What is asked
Locate each line in the rows below that contains the string "cherry" and copy those lines out. Case counts when matching.

Records from a data source:

==================================================

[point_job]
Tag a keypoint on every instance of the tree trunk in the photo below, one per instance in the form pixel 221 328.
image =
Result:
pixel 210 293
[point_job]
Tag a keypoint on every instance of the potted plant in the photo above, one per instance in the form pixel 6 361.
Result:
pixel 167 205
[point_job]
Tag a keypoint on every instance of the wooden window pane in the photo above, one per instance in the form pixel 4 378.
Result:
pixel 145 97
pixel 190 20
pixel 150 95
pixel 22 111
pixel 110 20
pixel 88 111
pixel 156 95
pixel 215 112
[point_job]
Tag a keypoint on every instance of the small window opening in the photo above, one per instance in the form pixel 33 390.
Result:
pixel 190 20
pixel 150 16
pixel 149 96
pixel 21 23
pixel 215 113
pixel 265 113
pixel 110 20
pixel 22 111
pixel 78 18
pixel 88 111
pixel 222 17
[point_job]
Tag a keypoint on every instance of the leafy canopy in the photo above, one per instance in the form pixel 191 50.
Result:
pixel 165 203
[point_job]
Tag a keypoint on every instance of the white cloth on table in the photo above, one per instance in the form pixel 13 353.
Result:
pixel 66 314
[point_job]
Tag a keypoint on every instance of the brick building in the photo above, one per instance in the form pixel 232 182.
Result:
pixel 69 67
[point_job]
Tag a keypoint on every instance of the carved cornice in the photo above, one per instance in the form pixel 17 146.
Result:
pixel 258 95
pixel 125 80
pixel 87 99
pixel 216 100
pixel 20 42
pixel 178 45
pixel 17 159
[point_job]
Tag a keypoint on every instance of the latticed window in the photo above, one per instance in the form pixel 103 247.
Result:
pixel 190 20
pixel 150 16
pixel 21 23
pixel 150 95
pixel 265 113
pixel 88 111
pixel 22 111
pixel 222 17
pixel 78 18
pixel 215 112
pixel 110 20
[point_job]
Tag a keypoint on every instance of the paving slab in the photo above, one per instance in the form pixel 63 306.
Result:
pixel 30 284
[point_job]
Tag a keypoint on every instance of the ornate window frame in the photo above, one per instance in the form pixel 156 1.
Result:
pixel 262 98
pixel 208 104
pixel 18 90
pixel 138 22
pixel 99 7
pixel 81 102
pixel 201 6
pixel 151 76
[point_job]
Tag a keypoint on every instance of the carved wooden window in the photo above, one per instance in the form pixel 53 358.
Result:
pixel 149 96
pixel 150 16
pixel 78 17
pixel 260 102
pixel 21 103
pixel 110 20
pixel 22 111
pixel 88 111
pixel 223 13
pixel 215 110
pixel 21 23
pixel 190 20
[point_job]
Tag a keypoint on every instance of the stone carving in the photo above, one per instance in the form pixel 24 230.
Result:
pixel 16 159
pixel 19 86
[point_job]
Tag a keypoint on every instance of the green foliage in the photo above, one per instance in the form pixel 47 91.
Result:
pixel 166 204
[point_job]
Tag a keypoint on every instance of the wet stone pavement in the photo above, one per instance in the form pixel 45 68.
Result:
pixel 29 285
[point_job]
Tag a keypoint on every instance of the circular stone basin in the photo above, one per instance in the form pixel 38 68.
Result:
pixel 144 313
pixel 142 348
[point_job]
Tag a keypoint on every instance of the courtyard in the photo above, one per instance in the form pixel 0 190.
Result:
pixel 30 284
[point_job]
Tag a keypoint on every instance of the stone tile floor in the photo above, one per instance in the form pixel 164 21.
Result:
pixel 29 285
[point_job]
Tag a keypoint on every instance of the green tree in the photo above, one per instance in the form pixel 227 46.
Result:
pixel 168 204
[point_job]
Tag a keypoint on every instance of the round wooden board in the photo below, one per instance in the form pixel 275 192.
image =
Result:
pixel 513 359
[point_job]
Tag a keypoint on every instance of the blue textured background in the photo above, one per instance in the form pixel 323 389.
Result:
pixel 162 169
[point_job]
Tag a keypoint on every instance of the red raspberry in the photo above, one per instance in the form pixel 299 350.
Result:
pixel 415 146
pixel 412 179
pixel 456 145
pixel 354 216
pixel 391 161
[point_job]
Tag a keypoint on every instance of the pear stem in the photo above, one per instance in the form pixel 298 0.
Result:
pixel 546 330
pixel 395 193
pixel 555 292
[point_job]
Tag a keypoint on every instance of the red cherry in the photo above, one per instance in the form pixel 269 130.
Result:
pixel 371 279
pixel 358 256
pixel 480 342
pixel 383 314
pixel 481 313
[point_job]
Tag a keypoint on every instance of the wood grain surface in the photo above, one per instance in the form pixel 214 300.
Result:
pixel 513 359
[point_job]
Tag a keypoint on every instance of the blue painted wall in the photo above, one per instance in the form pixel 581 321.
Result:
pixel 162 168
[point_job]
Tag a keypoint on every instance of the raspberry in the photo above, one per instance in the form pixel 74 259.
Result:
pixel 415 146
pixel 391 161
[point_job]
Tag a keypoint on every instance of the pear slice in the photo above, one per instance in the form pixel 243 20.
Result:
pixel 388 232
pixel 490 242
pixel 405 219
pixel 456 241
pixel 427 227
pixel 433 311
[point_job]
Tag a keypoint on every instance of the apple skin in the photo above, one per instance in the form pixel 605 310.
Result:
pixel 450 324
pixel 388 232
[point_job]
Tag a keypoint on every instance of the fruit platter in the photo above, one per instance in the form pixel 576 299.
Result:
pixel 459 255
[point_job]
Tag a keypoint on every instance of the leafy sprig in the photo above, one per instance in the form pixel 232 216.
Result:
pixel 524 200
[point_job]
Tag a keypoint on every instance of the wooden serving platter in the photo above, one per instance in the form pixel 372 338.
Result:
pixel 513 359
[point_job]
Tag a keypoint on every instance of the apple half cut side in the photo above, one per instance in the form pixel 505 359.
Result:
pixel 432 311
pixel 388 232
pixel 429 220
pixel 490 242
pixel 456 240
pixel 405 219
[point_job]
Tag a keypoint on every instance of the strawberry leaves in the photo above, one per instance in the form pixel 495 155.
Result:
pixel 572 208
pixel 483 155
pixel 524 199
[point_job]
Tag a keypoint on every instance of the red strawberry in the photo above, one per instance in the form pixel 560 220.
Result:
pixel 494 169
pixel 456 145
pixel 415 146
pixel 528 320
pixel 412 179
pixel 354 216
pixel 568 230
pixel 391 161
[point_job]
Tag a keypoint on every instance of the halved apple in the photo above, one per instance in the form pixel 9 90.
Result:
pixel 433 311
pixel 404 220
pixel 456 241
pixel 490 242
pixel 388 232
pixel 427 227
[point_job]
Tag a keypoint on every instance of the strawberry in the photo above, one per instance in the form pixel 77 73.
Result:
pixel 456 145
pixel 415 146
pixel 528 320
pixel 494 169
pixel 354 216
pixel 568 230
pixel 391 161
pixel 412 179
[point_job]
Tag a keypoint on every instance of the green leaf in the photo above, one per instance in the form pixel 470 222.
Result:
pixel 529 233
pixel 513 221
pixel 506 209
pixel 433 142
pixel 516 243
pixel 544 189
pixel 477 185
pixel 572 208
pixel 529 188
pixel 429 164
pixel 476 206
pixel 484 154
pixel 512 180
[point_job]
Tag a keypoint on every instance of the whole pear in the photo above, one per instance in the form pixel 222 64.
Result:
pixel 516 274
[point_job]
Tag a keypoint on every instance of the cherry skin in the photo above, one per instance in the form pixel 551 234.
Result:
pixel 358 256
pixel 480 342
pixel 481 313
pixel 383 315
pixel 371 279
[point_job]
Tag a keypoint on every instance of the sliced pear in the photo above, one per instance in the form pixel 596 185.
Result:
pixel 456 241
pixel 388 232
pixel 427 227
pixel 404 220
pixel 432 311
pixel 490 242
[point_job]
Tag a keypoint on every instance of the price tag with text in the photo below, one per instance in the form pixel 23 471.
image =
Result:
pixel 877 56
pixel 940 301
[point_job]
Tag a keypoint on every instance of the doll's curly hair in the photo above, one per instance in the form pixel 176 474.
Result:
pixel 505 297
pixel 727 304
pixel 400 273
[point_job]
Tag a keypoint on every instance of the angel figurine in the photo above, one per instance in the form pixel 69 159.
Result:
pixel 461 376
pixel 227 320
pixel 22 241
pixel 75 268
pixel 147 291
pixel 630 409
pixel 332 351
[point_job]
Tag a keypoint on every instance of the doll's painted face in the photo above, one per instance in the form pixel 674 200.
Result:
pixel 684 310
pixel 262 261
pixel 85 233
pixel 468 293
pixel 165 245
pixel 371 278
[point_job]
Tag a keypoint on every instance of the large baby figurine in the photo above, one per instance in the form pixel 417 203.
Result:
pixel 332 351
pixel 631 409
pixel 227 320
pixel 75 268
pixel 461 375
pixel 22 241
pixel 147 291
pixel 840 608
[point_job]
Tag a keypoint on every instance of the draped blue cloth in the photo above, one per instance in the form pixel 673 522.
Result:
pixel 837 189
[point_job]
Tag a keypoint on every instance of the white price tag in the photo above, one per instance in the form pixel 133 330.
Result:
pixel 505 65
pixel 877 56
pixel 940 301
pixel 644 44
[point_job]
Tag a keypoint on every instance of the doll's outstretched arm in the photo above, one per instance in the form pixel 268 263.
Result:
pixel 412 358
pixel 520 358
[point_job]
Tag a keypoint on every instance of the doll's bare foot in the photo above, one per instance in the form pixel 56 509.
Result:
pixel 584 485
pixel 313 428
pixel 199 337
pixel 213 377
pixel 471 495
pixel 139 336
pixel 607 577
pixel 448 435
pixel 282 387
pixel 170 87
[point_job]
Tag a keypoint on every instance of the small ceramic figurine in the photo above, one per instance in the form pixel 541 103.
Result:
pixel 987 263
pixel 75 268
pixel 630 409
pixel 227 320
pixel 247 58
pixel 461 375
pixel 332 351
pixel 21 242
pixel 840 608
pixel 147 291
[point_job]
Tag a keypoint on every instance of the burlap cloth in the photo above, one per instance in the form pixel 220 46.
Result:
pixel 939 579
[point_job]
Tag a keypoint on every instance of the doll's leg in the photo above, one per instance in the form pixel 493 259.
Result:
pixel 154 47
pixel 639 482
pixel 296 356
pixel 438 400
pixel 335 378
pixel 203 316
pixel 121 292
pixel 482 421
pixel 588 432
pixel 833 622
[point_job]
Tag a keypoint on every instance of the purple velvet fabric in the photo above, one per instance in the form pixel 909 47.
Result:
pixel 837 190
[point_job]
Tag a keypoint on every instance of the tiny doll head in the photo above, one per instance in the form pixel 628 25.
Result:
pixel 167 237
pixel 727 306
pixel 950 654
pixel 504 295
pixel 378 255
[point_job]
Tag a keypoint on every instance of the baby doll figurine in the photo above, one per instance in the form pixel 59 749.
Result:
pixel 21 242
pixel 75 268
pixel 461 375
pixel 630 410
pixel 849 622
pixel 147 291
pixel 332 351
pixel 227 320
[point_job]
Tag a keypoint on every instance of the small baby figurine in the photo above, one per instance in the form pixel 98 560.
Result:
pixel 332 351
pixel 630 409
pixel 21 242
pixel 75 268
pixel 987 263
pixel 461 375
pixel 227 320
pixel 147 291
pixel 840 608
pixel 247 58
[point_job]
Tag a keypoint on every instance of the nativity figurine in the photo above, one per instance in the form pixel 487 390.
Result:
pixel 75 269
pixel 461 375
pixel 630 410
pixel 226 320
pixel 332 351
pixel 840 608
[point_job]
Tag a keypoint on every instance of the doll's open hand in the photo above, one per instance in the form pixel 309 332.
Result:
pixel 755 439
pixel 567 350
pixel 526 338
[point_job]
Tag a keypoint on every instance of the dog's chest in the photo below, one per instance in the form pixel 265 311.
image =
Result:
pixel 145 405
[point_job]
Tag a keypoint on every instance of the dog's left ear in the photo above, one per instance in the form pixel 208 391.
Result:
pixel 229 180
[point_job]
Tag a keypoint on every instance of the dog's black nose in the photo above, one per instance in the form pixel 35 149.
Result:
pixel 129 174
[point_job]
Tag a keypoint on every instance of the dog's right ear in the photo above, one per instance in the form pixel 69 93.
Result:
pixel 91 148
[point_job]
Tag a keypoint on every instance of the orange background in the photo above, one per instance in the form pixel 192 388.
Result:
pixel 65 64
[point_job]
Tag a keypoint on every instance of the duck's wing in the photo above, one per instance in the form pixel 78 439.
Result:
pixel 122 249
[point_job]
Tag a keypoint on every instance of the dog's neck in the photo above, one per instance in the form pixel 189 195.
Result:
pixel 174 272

==================================================

Task answer
Tag a keypoint on every instance of the red cherry in the photo above, one per instance in the form pixel 269 130.
Tag a keypoint on every instance of the cherry skin in the photo above, one per instance in the form pixel 551 234.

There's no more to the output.